| Text |
___

# The Monday after the Superbowl should be a national holiday



## W00K #17 (Jan 4, 2019)

So as usual I've already requested a vacation day for the Monday following Superbowl Sunday.

I'm tired of having to request the time off every year. This is America, and the Superbowl is more American than fucking Christmas. Superbowl Monday AKA national hangover day/shit out the buffalo wings day should be a formal national holiday. Tons of $$$ are lost in productivity every year on this day, might as well be formal about it.


----------



## Rand /pol/ (Jan 4, 2019)

Maybe


----------



## Red Hood (Jan 4, 2019)

No. You need to get your broke hungover ass back to work to cover what you gambled away betting on the Toilet Bowl.


----------



## Tackleberry (Jan 4, 2019)

Your poll choices should be "Yes" and "I'm a Faggot"


----------



## DragoonSierra (Jan 7, 2019)

And yet NFL attendance is down


----------



## TiggerNits (Jan 8, 2019)

Depends on who's in it. If it's the teams from LA, New England, Pittsburgh or Dallas, I can excuse people saying "Who fucking cares" and jerking off to internet porn instead


----------



## RumblyTumbly (Jan 11, 2019)

Even if you don't like football, are you going to turn down a day off?


----------



## IAmNotAlpharius (Jan 23, 2019)

I’d sign that petition.


----------



## UnKillShredDur (Jan 30, 2019)

Football is pointless and should be canceled.


----------



## Corbin Dallas Multipass (Jan 31, 2019)

UnKillFill said:


> Football is pointless and should be canceled.


I'll assume you're european, in which case, yes, the sport you call football is entirely pointless, except to make the FIFA cartel lots and lots of money.

In the US, it does well on its own as a capitalist enterprise, it doesn't function through 3rd world country government corruption.


----------



## UnKillShredDur (Jan 31, 2019)

Corbin Dallas Multipass said:


> I'll assume you're european.


Gonna stop you right there.


----------



## Corbin Dallas Multipass (Jan 31, 2019)

___

| Items |

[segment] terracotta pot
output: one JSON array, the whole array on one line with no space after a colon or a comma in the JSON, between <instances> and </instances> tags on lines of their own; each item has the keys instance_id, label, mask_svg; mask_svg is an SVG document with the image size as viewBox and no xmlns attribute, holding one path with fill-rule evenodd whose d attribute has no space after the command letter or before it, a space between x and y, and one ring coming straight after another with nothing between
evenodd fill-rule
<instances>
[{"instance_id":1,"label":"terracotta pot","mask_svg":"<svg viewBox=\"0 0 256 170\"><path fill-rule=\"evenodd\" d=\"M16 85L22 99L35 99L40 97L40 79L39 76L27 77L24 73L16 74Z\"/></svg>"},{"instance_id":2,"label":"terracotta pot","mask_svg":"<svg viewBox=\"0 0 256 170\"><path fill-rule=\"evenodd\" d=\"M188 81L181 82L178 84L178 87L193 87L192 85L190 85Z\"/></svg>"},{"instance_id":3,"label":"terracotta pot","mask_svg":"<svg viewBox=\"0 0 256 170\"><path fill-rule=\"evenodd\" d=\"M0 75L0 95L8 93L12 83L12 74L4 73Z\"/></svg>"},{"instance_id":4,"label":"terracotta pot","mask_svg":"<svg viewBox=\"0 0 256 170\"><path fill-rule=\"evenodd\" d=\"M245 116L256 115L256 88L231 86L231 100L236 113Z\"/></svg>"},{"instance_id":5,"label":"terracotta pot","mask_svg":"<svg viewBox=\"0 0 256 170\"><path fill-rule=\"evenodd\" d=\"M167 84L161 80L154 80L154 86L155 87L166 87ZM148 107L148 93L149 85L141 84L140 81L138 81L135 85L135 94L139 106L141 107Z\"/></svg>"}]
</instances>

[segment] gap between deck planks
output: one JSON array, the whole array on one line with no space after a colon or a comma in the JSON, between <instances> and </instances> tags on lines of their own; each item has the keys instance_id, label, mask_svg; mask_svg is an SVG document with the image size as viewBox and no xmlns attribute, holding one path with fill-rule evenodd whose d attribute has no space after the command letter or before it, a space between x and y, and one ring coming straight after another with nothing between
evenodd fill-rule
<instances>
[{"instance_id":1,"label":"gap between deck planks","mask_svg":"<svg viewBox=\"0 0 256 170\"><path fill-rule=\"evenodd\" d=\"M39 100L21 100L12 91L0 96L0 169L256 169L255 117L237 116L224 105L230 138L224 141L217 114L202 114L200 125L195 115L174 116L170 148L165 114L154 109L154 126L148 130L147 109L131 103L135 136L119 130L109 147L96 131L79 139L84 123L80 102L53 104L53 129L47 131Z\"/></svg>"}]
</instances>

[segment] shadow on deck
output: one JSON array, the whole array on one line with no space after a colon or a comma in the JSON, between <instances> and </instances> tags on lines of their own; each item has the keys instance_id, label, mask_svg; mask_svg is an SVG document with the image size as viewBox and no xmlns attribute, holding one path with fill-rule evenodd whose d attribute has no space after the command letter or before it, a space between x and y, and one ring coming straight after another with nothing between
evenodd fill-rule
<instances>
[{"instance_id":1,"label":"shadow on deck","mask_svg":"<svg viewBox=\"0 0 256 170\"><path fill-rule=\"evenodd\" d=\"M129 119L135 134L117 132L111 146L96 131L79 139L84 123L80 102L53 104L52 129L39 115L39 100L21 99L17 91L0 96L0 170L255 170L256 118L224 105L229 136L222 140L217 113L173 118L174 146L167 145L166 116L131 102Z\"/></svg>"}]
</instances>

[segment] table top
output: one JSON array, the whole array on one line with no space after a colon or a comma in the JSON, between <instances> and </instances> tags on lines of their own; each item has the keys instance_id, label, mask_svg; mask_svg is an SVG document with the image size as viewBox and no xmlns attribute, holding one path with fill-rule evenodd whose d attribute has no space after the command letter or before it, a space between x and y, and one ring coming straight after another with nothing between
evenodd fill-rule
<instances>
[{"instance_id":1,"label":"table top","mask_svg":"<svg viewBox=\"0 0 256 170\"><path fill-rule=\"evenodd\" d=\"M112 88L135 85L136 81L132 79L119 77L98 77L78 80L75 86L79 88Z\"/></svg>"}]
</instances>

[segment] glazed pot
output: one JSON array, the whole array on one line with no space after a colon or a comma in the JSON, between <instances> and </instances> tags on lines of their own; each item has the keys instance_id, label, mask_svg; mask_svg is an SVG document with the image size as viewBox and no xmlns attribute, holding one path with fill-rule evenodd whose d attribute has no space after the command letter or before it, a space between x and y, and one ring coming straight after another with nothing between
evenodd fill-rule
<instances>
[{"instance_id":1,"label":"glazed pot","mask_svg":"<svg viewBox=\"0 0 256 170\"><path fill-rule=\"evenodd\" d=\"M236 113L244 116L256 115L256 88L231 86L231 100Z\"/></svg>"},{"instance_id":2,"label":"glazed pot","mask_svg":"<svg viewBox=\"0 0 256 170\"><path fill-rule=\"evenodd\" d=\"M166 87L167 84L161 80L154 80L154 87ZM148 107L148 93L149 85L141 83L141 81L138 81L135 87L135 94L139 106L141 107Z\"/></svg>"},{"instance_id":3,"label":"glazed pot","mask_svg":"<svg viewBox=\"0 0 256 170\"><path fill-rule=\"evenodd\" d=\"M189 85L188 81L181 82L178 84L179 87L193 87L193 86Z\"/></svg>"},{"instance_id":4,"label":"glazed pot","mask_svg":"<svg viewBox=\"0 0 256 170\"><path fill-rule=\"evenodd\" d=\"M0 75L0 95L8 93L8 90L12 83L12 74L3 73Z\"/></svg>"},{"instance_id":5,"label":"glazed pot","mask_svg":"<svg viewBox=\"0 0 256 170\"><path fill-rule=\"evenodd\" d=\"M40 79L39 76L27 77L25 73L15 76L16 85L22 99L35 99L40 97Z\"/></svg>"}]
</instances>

___

| What is asked |
Copy the thread's passage starting with "Depends on who's" and going on through "down a day off?", swapping "football" out for "baseball".

| Response for this exercise |
Depends on who's in it. If it's the teams from LA, New England, Pittsburgh or Dallas, I can excuse people saying "Who fucking cares" and jerking off to internet porn instead


----------



## RumblyTumbly (Jan 11, 2019)

Even if you don't like baseball, are you going to turn down a day off?